** Begin Records **
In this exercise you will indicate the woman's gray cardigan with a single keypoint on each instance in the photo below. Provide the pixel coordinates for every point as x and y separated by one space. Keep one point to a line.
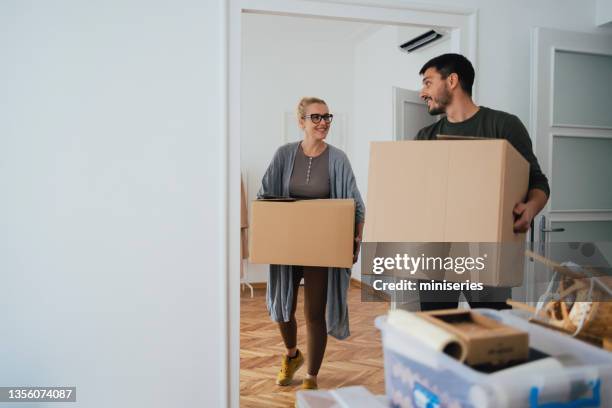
279 294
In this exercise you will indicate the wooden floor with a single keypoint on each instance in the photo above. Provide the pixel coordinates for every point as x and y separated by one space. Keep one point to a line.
354 361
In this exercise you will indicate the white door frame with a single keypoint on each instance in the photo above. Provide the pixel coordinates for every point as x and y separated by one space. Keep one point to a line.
544 43
463 25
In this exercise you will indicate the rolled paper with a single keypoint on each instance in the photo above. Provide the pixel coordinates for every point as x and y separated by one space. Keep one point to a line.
428 334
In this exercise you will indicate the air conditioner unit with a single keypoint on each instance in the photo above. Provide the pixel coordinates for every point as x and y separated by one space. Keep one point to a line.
421 41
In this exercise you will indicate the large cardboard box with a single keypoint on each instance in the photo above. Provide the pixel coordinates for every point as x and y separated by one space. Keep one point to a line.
449 191
307 232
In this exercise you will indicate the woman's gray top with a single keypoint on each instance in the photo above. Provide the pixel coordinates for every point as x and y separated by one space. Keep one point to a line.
310 176
342 184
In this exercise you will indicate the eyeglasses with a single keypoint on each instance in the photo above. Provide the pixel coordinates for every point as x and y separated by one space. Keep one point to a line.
316 118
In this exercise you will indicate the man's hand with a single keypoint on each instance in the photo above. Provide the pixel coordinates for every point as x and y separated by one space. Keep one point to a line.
523 215
525 212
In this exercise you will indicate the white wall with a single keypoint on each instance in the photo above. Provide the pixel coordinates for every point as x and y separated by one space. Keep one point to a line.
380 66
603 12
284 59
110 209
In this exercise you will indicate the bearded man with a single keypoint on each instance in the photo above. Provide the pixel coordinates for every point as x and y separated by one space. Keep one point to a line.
447 89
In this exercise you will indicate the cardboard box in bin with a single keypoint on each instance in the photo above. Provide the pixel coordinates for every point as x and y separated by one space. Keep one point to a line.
487 340
455 191
306 232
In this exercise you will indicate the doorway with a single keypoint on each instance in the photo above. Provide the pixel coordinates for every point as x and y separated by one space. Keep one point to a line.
248 142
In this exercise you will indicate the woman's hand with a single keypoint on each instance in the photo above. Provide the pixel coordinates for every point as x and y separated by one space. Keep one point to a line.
356 248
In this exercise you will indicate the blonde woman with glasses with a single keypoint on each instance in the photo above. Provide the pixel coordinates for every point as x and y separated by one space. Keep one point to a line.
311 169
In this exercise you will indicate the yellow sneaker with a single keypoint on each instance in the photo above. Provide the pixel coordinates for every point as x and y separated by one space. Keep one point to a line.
309 383
288 368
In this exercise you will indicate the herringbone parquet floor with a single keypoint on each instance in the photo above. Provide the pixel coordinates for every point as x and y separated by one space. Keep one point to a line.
354 361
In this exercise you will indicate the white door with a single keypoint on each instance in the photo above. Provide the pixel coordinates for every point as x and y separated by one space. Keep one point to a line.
409 113
572 125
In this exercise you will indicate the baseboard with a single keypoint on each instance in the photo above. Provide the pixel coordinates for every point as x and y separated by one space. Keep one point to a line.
259 285
369 290
355 283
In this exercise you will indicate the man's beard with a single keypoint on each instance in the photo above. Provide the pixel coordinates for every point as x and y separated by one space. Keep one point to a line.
442 102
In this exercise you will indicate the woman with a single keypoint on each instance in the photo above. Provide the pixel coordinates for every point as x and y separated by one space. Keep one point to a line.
309 169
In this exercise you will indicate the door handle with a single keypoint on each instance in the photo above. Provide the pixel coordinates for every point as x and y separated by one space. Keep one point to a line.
552 229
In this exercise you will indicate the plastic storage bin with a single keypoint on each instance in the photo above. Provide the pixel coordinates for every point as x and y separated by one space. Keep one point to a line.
418 376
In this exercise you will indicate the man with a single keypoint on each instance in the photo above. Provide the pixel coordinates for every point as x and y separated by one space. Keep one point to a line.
447 88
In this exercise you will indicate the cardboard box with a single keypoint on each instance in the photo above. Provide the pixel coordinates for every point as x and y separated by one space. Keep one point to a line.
449 191
307 232
487 341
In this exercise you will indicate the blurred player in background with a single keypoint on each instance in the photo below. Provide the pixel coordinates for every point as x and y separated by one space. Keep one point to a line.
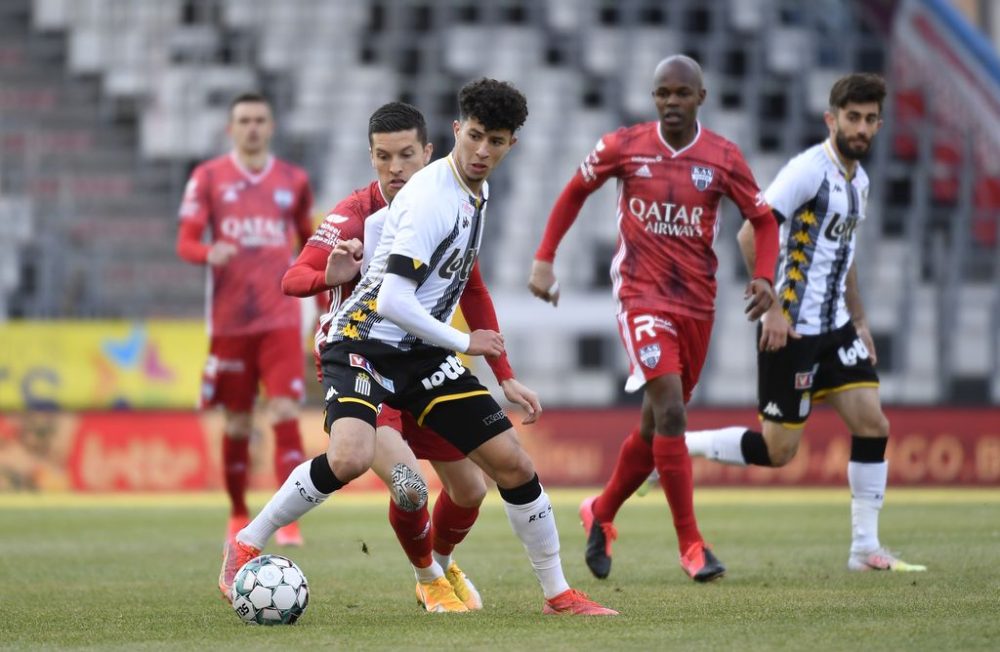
672 174
254 206
814 343
391 342
397 138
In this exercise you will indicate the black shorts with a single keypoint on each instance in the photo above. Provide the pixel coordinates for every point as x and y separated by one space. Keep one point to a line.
805 370
430 383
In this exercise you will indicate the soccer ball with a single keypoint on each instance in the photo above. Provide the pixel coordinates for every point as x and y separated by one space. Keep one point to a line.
270 590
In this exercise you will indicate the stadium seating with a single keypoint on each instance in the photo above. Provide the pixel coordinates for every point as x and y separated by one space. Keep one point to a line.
140 91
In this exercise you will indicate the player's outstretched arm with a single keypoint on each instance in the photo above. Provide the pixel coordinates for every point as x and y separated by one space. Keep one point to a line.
517 393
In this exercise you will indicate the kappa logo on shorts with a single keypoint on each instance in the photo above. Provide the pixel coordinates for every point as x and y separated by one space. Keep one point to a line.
451 369
361 362
649 355
362 384
772 410
804 379
489 420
** End Records **
→ **Description of the task**
Rewrite every entry above with "marker" substituted for each "keypoint" and nothing else changed. Omit the pictures from your answer.

→ **Output of the exercise**
In this exercise you will indicate the woman's gray cardigan with a single marker on each instance in the photo below. Provide the pixel coordinates for every point as x and y separated by one space. Keep one point to a line.
279 294
In this exercise you will indicate the wooden floor with a single marker on each instance in the photo above. Provide the pixel coordinates for every point as x and y separated by one space. Keep one point to a line.
354 361
In this exercise you will indicate the white door frame with a single marker on each instance in the photo above. Provide the pixel coordinates for every point as x and y separated by one space. Keep one point to a line.
544 43
463 25
In this exercise you will indicate the rolled paper with a single marker on each instance in the photo above. Provide the pixel coordinates for every point as x and y separated by one space. Keep one point to a line.
428 334
In this exercise you will indicate the air conditioner unit with a single marker on each instance in the photo above. Provide the pixel coordinates for every point as x and y separated by one space. Keep one point to a line.
421 41
In this exercise you will indicate the large cardboard box with a single marker on each instance in the photo above. Provide the pixel coordinates for every point as x and y separated by one space. Keep one point to a line.
449 191
307 232
In this exercise you will indicate the woman's gray top with a single marker on each instance in the photo above. Provide the pixel coordinates for every point as x and y separated by one space. Keep one point to a line.
310 176
342 184
In this exercise you will indicate the eyeglasses with a single marker on each instance in the photo above. Provide the pixel coordinates for every point as x and y separated by one space. Keep one point to a line.
316 118
In this exercise you will indicate the man's hand with a single marker on each instance in the photo above. Provide the pixel coordinates for every point as x and y separated by one space. Keep one point to a line.
523 215
525 212
In this exercise you will indicate the white wall with a single marker on each instance in the photo above. Provide the pixel coordinates for every point as x and y separated by one space. Keep one point to a line.
380 66
603 12
284 59
110 209
In this exercise you will indicate the bearded man with a single marker on each instance in the photo above. Provide the pixel coordinates for every point as x and y separated by one space. Keep one point to a line.
447 89
In this exercise you will indicate the cardboard box in bin with a single marker on each instance in the photo above. Provide the pixel coordinates for every point as x and y separated by one space. Keep one point to a line.
487 340
455 191
306 232
In this exercise you will indicate the doorway with a single marker on each instance in the photo above. Provide the pixel coordinates for every point as x and y separated by one space. Keep one point to a line.
248 142
In this exercise you will indicate the woman's hand with a single marker on each instance in the photo above. Provide the pixel coordinates for every point as x and y separated by one space. Keep one point to a line.
356 248
In this exercise you will indicate the blonde woman with glasses with a single marker on each instance in the photo above. Provide the pixel coordinates for every point as x and y separated by one space. Keep one point to a line.
311 169
In this exercise you will indicate the yellow sneaker with a single marker on each instance in the photo above. Provide the pixel coordinates for every point as x and y separated by one space. Keep one point to a line.
309 383
288 368
In this exercise you will indicate the herringbone parquet floor with a single marker on each instance in the photo above. Provide the pixel coordinates for every point as x and y separated by one space. Keep one point to a line.
354 361
In this exercise you will indicate the white door with a single marker on each instance in the photo above. Provide the pixel coordinates for every point as x and y separated by one space. Keep one point to a line.
409 113
572 125
In this exercise you will indicate the baseboard with a single marker on each instance in the photo above. Provide the pixel coordinates for every point as x and y separated by one space. Keep one point to a line.
259 285
369 290
355 283
In this exercise you will indicate the man's beard with a single marker on each instance in the photo above. Provide the pixel coordinates for every point as x and y separated by one space. Keep one point to a line.
442 102
In this exercise you will indicate the woman with a single marker on each instance in the photo above. Provide the pixel coordinates for every point as x and y separated by one space. Keep one point to a line.
309 169
In this exercise you will indicate the door handle with a single marker on each instance in the photo above. Provide the pixel coordinates for every point as x and y separated by one space. Keep one point to a line.
552 229
In this exercise you will indicate the plastic storage bin with a single marker on each instance in the photo above. Provide the pixel coordinates for every point as x and y separated by one space. Keep one point to a line.
418 376
In this exercise you will indicate the man with a single marker on each instance in the photo above. Provide the pixel coordinates for every point as x and y separated by one space. Keep one point to a line.
447 88
In this exercise you will indicate the cardboard box with a single marker on each instance in the photo above. Provide the pixel coordinates for every point as x and y separated by one space. Keep one point to a line.
449 191
307 232
487 341
In this exercise you will indicate the blurred player in background with a single marker on each instance in the photo below. Provide the pixel coordinates for every point as x and y separated by one space. Keep one point to a line.
672 174
254 206
814 343
391 342
397 138
In this exercise you will indicate the black shorts with a single marker on each instance in the photo above. Provide the pixel coordinates for every point as x and y separated by one space. Keep one point to a line.
805 370
430 383
In this exercise you will indicate the soccer ball with a single marker on each instance in the photo above. Provide the pixel coordinates for every point as x and y separated by one space. Keep one point to a line.
270 590
In this exercise you will indicate the stadium seating with a single marker on each instance in the photo above. Provide the pixel coordinates for every point as x and y separated by one space. Keep one point to a line.
140 91
In this exercise you will indicate the player's outstretched arm with a single marker on each instance in the photo above. Provide the pixel coordinates for every point as x and y separated by one space. Keep one point to a line.
517 393
In this exercise you will indicate the kappa logo on shorts with a single marker on each instance in the photo above. Provide the pixel coordinates for every point as x and y separated by one space. Keep one point to a line.
451 369
361 362
649 355
362 384
772 410
804 379
489 420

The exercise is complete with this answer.